Set task:
Pull out every line below that contains the word "front", treating uppercase and lowercase as different.

Data in this exercise:
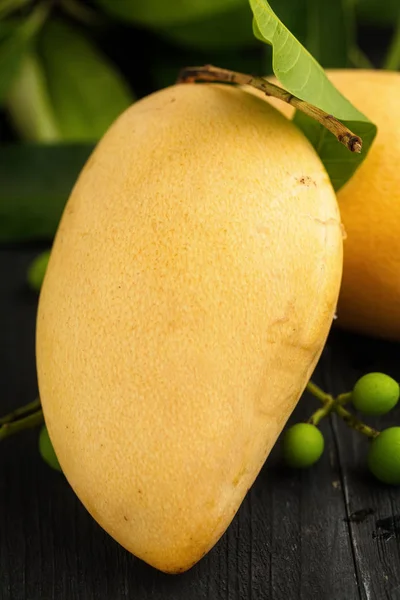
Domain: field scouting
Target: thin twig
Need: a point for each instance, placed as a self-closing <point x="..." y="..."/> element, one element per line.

* * *

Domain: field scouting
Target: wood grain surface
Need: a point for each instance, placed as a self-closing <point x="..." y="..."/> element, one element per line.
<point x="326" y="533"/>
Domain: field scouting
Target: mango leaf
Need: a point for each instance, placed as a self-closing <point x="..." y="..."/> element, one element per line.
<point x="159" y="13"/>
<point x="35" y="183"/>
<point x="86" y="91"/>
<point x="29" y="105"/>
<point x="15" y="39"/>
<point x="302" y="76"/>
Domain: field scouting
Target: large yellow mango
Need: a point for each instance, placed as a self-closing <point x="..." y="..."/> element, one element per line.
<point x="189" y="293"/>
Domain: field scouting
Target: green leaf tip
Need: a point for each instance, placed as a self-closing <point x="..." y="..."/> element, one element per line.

* * *

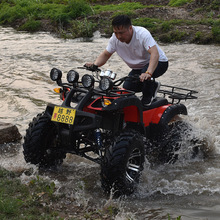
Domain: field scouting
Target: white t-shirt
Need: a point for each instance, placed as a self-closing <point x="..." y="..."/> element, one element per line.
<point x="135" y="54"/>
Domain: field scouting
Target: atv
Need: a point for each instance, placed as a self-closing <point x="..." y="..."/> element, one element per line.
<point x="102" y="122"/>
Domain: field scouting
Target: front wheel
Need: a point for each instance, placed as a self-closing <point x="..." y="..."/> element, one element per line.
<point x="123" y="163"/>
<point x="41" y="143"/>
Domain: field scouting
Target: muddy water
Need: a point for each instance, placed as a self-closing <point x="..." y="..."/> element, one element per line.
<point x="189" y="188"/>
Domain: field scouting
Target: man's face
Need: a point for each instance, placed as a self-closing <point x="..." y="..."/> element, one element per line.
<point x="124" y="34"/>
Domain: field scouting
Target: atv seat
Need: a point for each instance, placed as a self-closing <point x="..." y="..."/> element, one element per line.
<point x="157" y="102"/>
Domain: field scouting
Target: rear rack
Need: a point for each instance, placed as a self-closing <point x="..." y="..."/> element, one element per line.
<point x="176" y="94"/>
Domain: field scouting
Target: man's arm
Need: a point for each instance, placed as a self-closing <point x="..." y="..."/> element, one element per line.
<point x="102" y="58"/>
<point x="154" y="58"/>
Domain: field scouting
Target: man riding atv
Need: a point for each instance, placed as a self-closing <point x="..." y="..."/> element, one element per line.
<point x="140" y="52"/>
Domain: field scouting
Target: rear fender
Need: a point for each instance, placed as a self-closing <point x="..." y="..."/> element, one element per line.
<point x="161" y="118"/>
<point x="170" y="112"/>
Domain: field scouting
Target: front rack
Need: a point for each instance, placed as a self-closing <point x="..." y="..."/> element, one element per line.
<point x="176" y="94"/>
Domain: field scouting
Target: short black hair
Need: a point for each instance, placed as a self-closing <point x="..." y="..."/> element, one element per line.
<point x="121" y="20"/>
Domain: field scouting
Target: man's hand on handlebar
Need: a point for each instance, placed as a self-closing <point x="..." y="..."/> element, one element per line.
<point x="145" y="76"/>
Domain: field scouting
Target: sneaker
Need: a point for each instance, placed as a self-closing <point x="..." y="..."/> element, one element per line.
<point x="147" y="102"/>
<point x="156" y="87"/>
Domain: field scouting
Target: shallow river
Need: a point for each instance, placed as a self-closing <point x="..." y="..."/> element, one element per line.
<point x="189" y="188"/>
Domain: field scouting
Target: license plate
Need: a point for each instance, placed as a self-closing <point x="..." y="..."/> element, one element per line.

Complete answer:
Target: front wheel
Target: front rack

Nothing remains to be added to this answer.